The full set of entries below is to be returned unchanged.

(Stored data entries)
########

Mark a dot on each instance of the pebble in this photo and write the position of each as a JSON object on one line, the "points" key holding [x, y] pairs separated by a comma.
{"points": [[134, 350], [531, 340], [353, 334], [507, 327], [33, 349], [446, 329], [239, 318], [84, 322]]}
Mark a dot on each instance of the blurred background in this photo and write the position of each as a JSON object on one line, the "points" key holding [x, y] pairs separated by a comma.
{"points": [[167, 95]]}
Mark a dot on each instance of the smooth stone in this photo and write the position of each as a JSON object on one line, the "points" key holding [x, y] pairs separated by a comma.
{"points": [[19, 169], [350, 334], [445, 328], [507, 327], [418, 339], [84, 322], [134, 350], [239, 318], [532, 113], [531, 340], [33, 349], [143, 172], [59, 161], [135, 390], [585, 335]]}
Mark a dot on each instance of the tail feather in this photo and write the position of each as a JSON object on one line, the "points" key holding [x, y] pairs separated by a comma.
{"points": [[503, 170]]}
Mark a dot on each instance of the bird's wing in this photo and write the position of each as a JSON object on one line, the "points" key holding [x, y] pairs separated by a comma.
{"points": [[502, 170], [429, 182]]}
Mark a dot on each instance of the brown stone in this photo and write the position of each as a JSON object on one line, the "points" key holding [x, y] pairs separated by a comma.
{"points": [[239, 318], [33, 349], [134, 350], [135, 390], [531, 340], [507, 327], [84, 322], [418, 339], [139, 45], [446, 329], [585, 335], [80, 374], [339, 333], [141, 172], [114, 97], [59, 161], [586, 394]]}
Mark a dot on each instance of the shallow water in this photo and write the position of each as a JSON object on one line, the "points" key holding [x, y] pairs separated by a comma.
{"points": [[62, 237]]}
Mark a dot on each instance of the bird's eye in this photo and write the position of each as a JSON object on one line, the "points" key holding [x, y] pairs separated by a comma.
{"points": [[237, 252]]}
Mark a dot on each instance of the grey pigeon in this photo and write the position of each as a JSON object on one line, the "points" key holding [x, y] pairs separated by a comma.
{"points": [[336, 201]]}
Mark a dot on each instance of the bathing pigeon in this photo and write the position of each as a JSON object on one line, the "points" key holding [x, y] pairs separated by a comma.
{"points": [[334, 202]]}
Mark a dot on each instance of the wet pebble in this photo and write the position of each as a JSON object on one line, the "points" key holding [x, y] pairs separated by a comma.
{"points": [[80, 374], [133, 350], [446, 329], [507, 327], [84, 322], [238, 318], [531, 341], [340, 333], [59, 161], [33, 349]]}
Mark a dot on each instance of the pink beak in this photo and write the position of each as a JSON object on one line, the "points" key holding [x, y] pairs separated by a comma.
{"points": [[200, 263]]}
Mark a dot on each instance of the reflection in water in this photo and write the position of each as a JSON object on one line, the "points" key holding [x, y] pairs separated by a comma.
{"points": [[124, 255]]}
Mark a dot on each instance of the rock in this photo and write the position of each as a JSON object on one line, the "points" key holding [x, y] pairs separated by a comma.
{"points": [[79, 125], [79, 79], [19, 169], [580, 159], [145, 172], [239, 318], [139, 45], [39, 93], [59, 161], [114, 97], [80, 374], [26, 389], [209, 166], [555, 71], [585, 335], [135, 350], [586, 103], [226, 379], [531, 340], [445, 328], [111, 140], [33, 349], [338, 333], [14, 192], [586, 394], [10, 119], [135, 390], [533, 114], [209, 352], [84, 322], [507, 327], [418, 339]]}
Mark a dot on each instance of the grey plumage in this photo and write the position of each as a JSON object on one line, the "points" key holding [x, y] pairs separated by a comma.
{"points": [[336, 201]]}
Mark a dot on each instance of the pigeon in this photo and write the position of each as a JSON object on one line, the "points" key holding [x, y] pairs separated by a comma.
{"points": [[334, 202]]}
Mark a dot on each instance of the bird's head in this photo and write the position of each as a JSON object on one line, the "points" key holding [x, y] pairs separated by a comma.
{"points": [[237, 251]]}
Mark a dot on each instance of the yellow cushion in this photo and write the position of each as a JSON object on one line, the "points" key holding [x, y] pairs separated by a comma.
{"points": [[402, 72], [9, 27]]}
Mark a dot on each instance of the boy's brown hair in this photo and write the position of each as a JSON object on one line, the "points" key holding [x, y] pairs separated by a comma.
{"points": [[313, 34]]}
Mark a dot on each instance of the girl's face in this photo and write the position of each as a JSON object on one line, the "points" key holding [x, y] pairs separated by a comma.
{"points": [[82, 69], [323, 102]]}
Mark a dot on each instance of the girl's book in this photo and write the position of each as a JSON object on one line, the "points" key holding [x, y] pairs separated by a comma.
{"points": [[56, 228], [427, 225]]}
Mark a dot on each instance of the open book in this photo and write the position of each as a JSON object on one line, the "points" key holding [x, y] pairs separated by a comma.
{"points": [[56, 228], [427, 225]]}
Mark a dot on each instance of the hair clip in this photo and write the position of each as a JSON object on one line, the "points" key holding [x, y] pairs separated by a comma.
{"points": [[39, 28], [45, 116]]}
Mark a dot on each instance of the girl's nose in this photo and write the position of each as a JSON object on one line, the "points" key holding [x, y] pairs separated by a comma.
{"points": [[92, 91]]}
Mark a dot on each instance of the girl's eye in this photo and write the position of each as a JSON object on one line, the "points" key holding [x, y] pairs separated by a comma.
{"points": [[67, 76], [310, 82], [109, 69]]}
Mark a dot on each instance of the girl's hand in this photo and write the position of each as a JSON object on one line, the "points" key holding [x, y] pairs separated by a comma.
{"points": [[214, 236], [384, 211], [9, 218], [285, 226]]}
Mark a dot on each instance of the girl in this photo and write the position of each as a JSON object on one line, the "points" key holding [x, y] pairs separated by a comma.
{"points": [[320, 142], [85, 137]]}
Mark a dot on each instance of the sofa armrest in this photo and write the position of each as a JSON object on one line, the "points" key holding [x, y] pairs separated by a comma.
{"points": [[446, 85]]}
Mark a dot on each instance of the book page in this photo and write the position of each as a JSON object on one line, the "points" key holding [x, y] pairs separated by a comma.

########

Task output:
Mark a dot on each instance of the pebble in this photo and write the position of each as a JSON object on one line, the "points" key holding [x, y] pairs separated by a comma.
{"points": [[134, 350], [531, 340], [353, 334], [507, 327], [33, 349], [446, 329], [239, 318], [84, 322]]}
Mark a dot on each instance of the blurred background in this photo and write the position of each as a JSON object on one line, the "points" key holding [x, y] pairs separated by a comma.
{"points": [[167, 95]]}
Mark a dot on each instance of the smooth stone in this photo and write the position of each as a JSON object on one line, the "points" key holding [x, y] pairs separated by a comma.
{"points": [[19, 169], [350, 334], [445, 328], [507, 327], [418, 339], [84, 322], [134, 350], [239, 318], [532, 113], [531, 340], [33, 349], [143, 172], [59, 161], [135, 390], [585, 335]]}
Mark a dot on each instance of the tail feather in this photo and write the position of each as a JSON object on one line, the "points" key holding [x, y] pairs separated by a comma.
{"points": [[503, 170]]}
Mark a dot on each instance of the bird's wing in this photo and write the position of each as a JSON object on one line, the "points" key holding [x, y] pairs separated by a comma.
{"points": [[502, 170], [429, 182]]}
Mark a dot on each instance of the brown stone in this photo and write the position of each as a JSON object on one line, the "points" key holding [x, y] pairs separated by a comma.
{"points": [[239, 318], [33, 349], [134, 350], [135, 390], [531, 340], [507, 327], [84, 322], [418, 339], [139, 45], [446, 329], [585, 335], [80, 374], [339, 333], [141, 172], [114, 97], [59, 161], [586, 394]]}
Mark a dot on each instance of the shallow water in this photo and write the position of each as a JSON object on one line, the "points" key holding [x, y] pairs separated by a comma.
{"points": [[62, 237]]}
Mark a dot on each instance of the bird's eye in this photo and write the position of each as a JSON object on one line, the "points" key holding [x, y] pairs separated by a comma.
{"points": [[237, 252]]}
Mark a dot on each instance of the grey pigeon in this photo and write the position of each as a JSON object on one line, the "points" key holding [x, y] pairs separated by a comma.
{"points": [[336, 201]]}
Mark a dot on each instance of the bathing pigeon in this photo and write the position of each as a JSON object on one line, the "points" key holding [x, y] pairs separated by a comma.
{"points": [[334, 202]]}
Mark a dot on each instance of the wet pebble in this photo and write the position of each as a JSON object on one line, the "points" key holding [x, y] pairs separated by a comma.
{"points": [[80, 374], [133, 350], [446, 329], [507, 327], [84, 322], [238, 318], [531, 341], [340, 333], [59, 161], [33, 349]]}
Mark a dot on each instance of the pink beak in this photo and write the position of each as a JSON object on one line, the "points" key holding [x, y] pairs separated by a comma.
{"points": [[200, 263]]}
Mark a dot on each instance of the reflection in water in this photo and write the position of each as a JSON object on one line, the "points" key holding [x, y] pairs separated by a comma.
{"points": [[124, 255]]}
Mark a dot on each instance of the rock in this photo and write the position of each as a JSON object on one line, the "points" key holding [x, y] pairs separated by a comma.
{"points": [[79, 125], [79, 79], [19, 169], [580, 159], [145, 172], [239, 318], [139, 45], [39, 93], [59, 161], [114, 97], [80, 374], [26, 389], [209, 166], [555, 71], [585, 335], [135, 350], [586, 103], [226, 379], [531, 340], [445, 328], [111, 140], [33, 349], [338, 333], [14, 192], [586, 394], [10, 119], [135, 390], [533, 114], [209, 352], [84, 322], [507, 327], [418, 339]]}
Mark a dot on each instance of the grey plumage in this photo and write the position of each as a JSON object on one line, the "points" key holding [x, y] pairs separated by a comma.
{"points": [[336, 201]]}
Mark a dot on each instance of the pigeon in this photo and write the position of each as a JSON object on one line, the "points" key holding [x, y] pairs separated by a comma.
{"points": [[334, 202]]}
Mark a dot on each instance of the bird's head in this photo and write the position of each as a JSON object on one line, the "points" key holding [x, y] pairs separated by a comma.
{"points": [[237, 251]]}
Mark a dot on each instance of the yellow cushion in this photo and write the position of each as a JSON object on one line, the "points" key holding [x, y] pairs separated by a comma.
{"points": [[402, 72], [9, 27]]}
Mark a dot on each instance of the boy's brown hair in this photo and write the position of each as a JSON object on one line, the "points" key holding [x, y] pairs separated by a comma.
{"points": [[313, 34]]}
Mark a dot on each instance of the girl's face in this photo and write the position of each as a JSON object on one line, the "points" key holding [x, y] pairs separated by a comma.
{"points": [[82, 69], [323, 102]]}
Mark a dot on each instance of the girl's book in this photo and write the position of each as a JSON object on one line, the "points" key holding [x, y] pairs separated by a comma.
{"points": [[56, 228], [427, 225]]}
Mark a dot on each instance of the open book in this photo and write the position of each as a JSON object on one line, the "points" key holding [x, y] pairs separated by a comma.
{"points": [[56, 228], [427, 225]]}
Mark a dot on each instance of the hair clip in this photo and write the position of each as a JSON object on one line, the "points" key holding [x, y] pairs separated by a comma.
{"points": [[39, 28], [45, 116]]}
Mark a dot on each instance of the girl's nose in this photo and write the position of each as a JSON object on one line, the "points" key holding [x, y] pairs separated by a comma.
{"points": [[92, 91]]}
Mark a dot on each instance of the girl's eye in this photo and write the position of each as a JSON object on one line, the "points" key holding [x, y] pairs separated by a comma.
{"points": [[67, 76], [310, 82], [109, 69]]}
Mark a dot on each instance of the girl's hand in this photo and write the position of each as a JSON object on one line, the "points" key holding [x, y] pairs separated by a comma.
{"points": [[214, 236], [384, 211], [9, 218], [285, 226]]}
Mark a dot on each instance of the girl in this photo and write the position of each as a JSON object on one line, the "points" key holding [x, y] pairs separated by a comma.
{"points": [[320, 142], [85, 137]]}
Mark a dot on each instance of the sofa armrest in this photo and write the position of each as a JSON object on one line, the "points" key holding [x, y] pairs separated by a comma.
{"points": [[446, 85]]}
Mark a dot on each instance of the book page in this photo and write the position of each as a JSON object on one line, the "points" key holding [x, y] pairs separated by a comma.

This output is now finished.